(Required work):
Reproduce the rows verbatim, starting with the first line and going on through the line with "top-left (298, 150), bottom-right (362, 190)", that line included. Omit the pictures from your copy.
──────────
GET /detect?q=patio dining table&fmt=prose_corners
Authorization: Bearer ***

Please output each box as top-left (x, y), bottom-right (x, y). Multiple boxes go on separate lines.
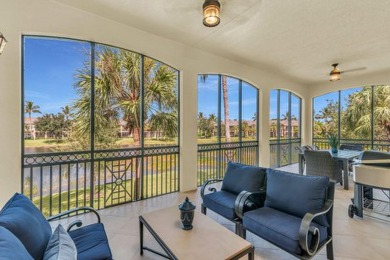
top-left (298, 150), bottom-right (362, 190)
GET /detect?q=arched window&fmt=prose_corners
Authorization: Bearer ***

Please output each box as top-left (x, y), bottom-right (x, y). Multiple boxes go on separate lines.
top-left (198, 75), bottom-right (259, 185)
top-left (22, 36), bottom-right (179, 215)
top-left (312, 85), bottom-right (390, 152)
top-left (269, 89), bottom-right (301, 168)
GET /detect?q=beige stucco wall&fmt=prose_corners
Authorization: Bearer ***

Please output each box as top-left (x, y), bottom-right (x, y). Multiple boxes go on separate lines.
top-left (0, 0), bottom-right (310, 206)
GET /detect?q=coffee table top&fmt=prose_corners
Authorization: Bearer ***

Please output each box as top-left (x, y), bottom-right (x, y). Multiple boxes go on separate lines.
top-left (141, 207), bottom-right (252, 260)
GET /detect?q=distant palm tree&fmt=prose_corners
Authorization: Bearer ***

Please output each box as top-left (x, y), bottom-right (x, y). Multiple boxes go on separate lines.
top-left (201, 74), bottom-right (231, 142)
top-left (343, 86), bottom-right (390, 140)
top-left (24, 100), bottom-right (41, 139)
top-left (61, 106), bottom-right (72, 121)
top-left (74, 48), bottom-right (178, 199)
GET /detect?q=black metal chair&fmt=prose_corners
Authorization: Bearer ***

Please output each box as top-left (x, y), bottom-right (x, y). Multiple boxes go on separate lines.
top-left (339, 144), bottom-right (363, 173)
top-left (243, 170), bottom-right (335, 259)
top-left (339, 144), bottom-right (363, 151)
top-left (200, 162), bottom-right (266, 236)
top-left (295, 145), bottom-right (318, 173)
top-left (304, 150), bottom-right (343, 184)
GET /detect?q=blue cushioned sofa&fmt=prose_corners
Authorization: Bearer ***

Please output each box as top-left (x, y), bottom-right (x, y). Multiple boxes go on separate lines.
top-left (201, 162), bottom-right (266, 236)
top-left (242, 169), bottom-right (335, 259)
top-left (0, 193), bottom-right (112, 260)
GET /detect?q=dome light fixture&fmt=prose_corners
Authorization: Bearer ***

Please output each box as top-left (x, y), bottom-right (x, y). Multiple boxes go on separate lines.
top-left (0, 32), bottom-right (7, 55)
top-left (329, 63), bottom-right (341, 81)
top-left (203, 0), bottom-right (221, 27)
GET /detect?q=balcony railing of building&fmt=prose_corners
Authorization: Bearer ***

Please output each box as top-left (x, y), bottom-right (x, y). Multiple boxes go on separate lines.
top-left (197, 141), bottom-right (259, 186)
top-left (22, 146), bottom-right (180, 216)
top-left (313, 138), bottom-right (390, 152)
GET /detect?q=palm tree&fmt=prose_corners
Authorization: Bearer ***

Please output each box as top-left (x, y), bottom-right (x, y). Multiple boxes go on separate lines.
top-left (24, 100), bottom-right (41, 140)
top-left (343, 85), bottom-right (390, 140)
top-left (201, 74), bottom-right (230, 142)
top-left (61, 106), bottom-right (72, 121)
top-left (74, 47), bottom-right (178, 199)
top-left (222, 76), bottom-right (230, 143)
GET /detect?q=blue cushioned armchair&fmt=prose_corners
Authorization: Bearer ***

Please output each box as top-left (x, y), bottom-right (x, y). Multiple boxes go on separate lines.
top-left (201, 162), bottom-right (266, 236)
top-left (0, 193), bottom-right (112, 260)
top-left (243, 170), bottom-right (335, 259)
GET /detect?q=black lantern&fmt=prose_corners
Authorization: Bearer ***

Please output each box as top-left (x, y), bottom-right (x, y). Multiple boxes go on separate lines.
top-left (179, 197), bottom-right (196, 230)
top-left (203, 0), bottom-right (221, 27)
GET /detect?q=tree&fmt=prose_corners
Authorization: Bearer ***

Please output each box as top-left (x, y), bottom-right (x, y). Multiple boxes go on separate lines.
top-left (222, 76), bottom-right (231, 142)
top-left (342, 86), bottom-right (390, 140)
top-left (314, 100), bottom-right (339, 138)
top-left (61, 106), bottom-right (72, 121)
top-left (24, 100), bottom-right (41, 139)
top-left (35, 113), bottom-right (66, 140)
top-left (73, 47), bottom-right (178, 198)
top-left (201, 74), bottom-right (231, 142)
──────────
(Result):
GET /detect?q=patio dining table&fmt=prose_corners
Authorization: Bearer ***

Please output each box as top-left (x, y), bottom-right (x, y). Multiple boxes go on separate lines.
top-left (298, 150), bottom-right (362, 190)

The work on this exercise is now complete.